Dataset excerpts
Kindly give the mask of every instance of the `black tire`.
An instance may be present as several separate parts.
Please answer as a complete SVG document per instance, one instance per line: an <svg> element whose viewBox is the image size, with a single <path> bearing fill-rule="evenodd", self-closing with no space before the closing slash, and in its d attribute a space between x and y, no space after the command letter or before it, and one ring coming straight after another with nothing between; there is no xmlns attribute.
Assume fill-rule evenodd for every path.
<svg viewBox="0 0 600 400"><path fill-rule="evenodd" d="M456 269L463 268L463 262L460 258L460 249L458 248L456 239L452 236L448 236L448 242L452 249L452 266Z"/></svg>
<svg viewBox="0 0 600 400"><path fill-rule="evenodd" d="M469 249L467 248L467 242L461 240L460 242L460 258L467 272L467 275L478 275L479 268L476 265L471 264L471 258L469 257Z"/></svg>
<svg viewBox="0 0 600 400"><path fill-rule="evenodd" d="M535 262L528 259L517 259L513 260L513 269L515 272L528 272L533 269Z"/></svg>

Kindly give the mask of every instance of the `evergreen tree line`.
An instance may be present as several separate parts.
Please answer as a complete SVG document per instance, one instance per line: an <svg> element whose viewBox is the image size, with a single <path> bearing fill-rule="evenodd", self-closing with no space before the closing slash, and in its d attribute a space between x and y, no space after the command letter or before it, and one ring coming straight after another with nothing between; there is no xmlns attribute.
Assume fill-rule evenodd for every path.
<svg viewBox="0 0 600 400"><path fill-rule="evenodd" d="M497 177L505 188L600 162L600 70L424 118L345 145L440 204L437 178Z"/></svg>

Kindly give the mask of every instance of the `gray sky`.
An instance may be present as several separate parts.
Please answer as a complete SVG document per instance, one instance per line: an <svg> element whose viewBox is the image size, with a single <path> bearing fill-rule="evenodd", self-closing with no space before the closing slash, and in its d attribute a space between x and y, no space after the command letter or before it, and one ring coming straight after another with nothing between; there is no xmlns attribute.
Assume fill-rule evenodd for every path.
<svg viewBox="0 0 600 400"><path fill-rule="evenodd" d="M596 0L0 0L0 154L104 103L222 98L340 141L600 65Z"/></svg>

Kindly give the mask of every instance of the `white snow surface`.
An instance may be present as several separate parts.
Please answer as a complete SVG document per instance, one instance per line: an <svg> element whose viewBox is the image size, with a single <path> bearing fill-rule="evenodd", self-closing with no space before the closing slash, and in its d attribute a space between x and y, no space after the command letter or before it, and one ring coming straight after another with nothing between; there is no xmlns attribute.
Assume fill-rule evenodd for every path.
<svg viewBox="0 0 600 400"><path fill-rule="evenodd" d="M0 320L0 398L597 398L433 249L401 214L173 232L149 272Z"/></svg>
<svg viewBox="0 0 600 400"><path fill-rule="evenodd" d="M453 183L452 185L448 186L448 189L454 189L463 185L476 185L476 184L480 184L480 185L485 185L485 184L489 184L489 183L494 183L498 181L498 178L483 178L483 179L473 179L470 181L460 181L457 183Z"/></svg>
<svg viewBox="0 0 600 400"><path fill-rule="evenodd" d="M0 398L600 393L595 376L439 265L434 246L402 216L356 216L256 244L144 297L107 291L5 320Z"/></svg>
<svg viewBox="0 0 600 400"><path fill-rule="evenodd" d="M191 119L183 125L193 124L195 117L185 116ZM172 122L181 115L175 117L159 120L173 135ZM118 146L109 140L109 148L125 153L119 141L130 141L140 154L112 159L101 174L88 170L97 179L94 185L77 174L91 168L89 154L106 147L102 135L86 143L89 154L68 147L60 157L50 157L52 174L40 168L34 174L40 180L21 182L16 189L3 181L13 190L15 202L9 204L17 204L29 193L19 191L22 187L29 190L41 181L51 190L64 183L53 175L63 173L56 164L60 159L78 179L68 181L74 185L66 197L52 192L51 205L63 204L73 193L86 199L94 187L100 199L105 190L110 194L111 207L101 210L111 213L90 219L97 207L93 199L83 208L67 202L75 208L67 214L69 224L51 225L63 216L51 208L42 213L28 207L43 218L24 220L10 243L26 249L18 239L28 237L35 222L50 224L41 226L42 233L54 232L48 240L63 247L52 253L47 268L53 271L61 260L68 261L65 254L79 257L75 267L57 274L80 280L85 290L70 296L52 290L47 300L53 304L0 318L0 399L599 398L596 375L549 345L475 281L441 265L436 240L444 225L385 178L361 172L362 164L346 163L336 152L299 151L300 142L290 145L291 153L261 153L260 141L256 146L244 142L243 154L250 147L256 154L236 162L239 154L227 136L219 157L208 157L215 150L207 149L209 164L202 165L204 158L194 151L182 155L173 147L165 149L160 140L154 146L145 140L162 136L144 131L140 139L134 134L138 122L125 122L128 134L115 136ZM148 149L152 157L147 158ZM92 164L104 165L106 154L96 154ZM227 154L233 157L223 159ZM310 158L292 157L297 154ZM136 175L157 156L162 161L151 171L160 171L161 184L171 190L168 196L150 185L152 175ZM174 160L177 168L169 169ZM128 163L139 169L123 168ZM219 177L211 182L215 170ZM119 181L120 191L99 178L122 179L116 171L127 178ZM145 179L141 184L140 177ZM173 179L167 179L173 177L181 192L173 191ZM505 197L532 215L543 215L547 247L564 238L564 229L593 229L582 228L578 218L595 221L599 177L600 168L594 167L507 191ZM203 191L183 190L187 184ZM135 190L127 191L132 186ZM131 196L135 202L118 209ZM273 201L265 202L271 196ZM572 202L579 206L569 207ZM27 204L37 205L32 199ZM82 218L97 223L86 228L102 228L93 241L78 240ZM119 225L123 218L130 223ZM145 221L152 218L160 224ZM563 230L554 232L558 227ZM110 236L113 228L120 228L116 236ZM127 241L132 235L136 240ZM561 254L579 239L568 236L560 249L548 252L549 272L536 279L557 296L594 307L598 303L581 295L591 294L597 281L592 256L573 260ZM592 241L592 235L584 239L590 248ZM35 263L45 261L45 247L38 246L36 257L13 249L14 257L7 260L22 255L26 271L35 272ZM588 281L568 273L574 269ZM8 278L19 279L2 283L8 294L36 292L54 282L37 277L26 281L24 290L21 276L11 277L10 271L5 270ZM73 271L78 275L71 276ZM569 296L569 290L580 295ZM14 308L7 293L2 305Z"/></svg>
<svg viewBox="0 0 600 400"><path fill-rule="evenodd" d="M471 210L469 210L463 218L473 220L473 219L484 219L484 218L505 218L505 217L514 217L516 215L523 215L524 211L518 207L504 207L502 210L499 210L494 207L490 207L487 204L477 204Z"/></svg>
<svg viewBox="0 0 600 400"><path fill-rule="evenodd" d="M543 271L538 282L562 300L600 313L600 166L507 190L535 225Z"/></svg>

WORK TO COMPLETE: All lines that hold the word "give" should be copied from the data.

TASK SOLUTION:
Kindly give the mask of every instance of the `black tire`.
Kindly give the mask of every instance of the `evergreen tree line`.
Kindly give the mask of every instance of the `gray sky`.
Kindly give the mask of every instance of the `white snow surface`.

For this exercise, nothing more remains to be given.